**Your goal**:
Count the lines in the material below that contain the string "corner". Reply with only that number.

:::

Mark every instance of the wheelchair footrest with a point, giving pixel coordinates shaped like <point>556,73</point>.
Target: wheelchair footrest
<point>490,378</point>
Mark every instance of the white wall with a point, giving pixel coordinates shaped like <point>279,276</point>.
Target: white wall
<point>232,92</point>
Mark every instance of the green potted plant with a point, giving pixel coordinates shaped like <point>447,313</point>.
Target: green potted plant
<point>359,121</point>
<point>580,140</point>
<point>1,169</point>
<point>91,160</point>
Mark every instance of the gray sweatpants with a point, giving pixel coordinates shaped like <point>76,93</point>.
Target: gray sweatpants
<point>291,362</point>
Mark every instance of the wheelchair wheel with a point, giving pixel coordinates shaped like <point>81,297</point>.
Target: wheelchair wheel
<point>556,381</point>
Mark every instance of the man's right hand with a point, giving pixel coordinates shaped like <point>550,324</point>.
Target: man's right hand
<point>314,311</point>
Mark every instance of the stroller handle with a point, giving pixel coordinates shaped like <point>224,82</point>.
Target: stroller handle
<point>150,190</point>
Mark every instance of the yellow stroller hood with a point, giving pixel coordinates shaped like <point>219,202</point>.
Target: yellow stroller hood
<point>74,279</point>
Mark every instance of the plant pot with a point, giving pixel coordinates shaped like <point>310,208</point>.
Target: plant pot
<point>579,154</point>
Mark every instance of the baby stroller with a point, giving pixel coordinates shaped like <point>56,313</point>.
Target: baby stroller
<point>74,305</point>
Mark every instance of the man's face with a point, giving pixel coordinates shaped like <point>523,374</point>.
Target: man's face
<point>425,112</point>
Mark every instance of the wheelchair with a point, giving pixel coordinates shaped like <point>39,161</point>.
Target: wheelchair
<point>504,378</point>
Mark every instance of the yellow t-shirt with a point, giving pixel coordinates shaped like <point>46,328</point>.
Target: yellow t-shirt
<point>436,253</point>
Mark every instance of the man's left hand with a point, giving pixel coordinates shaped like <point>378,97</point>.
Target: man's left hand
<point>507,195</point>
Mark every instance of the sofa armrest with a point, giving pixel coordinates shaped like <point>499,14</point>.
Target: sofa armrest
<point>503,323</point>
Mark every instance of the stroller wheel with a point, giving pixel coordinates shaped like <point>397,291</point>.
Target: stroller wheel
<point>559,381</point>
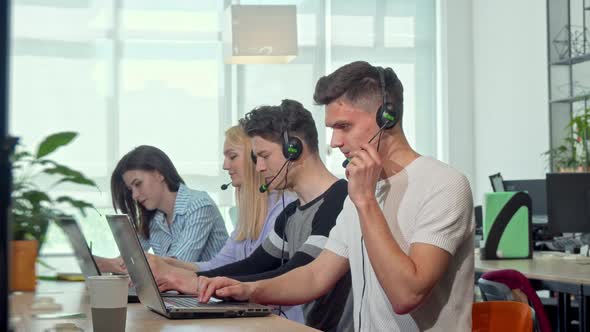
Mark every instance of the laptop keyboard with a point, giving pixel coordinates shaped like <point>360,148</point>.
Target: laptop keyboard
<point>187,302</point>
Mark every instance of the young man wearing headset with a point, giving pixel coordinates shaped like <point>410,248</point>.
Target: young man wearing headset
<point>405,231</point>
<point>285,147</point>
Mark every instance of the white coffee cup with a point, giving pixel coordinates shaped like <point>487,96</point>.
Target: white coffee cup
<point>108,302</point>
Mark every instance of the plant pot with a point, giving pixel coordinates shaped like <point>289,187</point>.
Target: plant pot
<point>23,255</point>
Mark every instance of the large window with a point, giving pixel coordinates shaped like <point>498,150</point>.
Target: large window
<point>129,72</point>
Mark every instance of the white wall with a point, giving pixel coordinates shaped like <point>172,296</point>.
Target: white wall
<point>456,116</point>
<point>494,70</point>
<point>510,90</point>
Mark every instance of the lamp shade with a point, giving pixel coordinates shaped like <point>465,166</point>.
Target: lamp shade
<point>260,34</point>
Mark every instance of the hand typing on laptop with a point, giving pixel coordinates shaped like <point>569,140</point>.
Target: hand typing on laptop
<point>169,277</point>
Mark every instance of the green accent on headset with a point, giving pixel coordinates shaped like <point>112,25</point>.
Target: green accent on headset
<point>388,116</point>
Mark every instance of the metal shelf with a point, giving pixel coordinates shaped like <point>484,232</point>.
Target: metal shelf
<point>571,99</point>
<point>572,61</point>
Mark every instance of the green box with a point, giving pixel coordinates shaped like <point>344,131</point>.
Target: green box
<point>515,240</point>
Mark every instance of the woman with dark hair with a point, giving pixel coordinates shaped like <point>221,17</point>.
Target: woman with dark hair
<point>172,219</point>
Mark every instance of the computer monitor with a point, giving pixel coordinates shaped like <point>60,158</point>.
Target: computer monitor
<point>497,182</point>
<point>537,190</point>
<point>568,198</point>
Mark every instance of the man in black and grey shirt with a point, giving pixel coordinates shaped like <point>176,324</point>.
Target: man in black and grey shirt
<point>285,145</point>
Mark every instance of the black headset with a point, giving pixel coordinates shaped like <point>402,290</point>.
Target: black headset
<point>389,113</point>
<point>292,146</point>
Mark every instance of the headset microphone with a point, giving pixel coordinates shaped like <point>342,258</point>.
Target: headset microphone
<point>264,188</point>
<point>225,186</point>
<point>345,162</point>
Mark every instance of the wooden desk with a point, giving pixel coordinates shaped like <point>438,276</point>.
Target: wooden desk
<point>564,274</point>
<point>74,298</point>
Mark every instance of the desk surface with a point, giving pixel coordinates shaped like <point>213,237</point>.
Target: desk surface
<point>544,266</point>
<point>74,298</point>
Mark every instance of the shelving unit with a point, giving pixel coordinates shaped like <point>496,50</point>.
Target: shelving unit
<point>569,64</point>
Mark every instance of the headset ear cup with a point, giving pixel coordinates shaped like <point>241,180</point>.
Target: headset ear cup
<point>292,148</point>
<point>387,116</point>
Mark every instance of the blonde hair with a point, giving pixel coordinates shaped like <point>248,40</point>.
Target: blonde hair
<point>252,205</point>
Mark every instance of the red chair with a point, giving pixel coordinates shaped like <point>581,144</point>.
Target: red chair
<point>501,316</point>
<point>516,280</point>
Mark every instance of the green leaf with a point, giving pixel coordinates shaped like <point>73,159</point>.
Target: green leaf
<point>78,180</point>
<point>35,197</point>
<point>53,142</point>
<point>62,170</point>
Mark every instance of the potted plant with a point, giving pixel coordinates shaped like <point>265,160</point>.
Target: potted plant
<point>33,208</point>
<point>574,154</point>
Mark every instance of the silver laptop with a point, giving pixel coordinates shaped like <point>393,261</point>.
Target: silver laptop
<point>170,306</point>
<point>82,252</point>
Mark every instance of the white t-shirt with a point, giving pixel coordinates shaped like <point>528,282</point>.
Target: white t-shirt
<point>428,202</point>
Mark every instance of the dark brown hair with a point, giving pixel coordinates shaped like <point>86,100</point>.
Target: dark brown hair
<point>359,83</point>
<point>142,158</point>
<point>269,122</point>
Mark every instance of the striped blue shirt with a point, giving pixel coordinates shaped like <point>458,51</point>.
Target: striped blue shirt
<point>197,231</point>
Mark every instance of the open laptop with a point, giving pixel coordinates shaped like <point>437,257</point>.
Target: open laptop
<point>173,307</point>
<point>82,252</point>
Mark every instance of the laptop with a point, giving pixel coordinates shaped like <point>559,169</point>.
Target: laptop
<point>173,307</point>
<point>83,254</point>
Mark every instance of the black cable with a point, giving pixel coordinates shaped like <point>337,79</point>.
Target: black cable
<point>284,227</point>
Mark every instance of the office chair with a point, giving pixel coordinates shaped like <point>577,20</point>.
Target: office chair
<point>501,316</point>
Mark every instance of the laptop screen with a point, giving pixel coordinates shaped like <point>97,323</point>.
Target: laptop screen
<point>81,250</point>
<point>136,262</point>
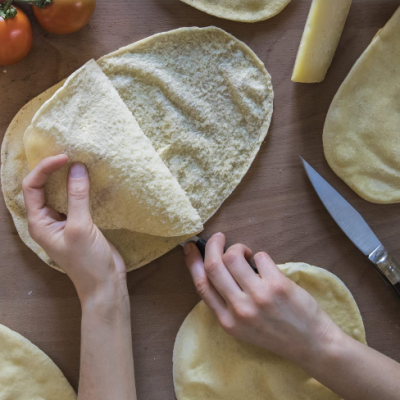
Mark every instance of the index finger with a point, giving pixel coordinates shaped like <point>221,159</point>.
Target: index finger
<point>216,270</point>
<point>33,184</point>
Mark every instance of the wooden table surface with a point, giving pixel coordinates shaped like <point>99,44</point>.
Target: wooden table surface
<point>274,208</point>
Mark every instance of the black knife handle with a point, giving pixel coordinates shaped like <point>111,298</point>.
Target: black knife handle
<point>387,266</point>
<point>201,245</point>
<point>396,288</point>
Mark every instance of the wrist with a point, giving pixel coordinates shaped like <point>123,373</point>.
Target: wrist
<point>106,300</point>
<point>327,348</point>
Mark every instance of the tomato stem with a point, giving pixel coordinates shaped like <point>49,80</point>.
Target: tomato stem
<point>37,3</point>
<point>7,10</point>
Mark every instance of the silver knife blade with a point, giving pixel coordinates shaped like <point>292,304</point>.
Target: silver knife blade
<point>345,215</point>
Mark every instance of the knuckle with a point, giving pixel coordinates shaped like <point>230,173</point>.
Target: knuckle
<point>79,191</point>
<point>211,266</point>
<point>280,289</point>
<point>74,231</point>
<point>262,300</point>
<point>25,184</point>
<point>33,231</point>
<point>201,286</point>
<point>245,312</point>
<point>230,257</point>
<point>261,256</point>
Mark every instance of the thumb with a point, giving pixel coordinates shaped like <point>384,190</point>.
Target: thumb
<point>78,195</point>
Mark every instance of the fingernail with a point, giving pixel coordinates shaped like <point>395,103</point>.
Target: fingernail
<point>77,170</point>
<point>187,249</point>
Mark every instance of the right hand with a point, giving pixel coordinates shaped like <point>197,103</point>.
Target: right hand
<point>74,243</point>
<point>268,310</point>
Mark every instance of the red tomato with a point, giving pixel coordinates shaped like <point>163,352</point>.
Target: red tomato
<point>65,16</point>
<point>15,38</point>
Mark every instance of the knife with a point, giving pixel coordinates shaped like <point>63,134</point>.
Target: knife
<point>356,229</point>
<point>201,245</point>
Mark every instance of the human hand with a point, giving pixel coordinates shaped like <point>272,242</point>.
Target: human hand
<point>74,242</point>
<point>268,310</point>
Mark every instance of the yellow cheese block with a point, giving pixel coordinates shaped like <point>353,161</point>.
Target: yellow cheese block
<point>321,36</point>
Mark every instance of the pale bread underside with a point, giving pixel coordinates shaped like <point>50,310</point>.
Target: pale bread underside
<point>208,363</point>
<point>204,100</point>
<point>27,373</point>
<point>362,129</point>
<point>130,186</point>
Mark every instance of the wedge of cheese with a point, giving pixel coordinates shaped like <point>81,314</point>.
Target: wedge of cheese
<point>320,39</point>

:::

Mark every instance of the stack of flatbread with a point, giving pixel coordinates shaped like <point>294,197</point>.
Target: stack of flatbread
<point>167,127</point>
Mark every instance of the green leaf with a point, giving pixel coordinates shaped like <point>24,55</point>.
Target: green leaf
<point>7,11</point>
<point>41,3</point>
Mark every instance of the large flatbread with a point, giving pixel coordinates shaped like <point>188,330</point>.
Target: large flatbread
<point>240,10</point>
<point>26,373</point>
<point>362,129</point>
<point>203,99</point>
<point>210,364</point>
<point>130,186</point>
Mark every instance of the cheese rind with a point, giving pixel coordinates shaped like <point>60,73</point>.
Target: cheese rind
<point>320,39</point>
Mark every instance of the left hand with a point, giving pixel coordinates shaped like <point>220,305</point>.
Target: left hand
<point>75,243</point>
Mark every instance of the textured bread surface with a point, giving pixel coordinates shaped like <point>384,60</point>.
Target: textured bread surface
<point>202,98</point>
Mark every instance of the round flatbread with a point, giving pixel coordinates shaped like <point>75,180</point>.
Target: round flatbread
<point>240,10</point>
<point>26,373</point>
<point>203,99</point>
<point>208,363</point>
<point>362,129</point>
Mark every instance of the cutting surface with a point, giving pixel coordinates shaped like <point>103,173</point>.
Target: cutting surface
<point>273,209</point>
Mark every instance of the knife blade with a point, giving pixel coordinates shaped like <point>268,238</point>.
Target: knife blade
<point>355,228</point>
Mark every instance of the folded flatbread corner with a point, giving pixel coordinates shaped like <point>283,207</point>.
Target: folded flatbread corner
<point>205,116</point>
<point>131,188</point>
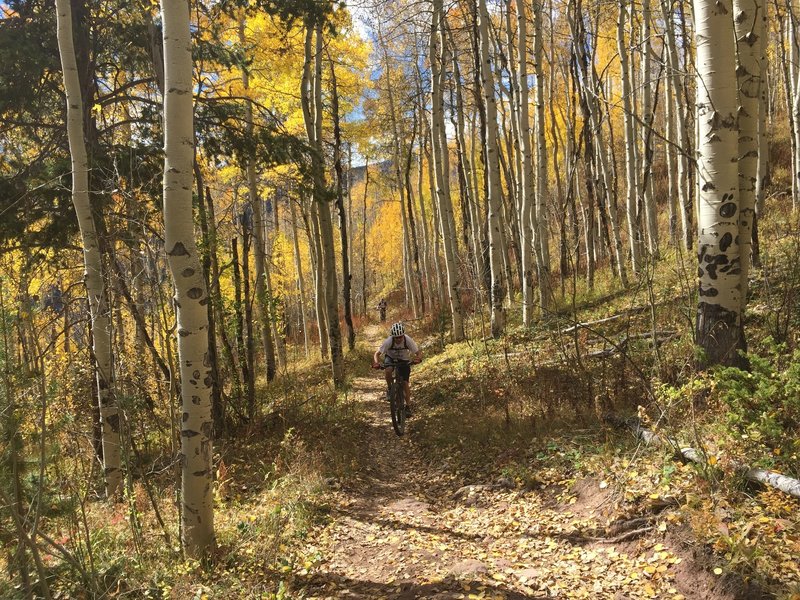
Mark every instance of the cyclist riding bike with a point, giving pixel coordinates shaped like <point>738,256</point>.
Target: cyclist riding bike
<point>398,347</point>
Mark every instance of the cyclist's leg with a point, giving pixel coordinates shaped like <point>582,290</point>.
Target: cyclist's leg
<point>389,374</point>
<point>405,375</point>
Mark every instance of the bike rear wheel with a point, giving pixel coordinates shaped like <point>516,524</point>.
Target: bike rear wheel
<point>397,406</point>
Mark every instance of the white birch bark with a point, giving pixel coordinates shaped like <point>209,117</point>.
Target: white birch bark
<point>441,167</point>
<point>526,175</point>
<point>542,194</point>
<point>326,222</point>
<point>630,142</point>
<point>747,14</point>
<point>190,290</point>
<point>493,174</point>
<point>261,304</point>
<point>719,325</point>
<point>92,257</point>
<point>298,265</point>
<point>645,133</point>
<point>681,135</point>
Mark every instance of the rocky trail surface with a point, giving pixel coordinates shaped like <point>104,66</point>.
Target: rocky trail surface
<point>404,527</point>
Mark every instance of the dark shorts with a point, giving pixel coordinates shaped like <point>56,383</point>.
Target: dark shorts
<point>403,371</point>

:::

**Exercise solution**:
2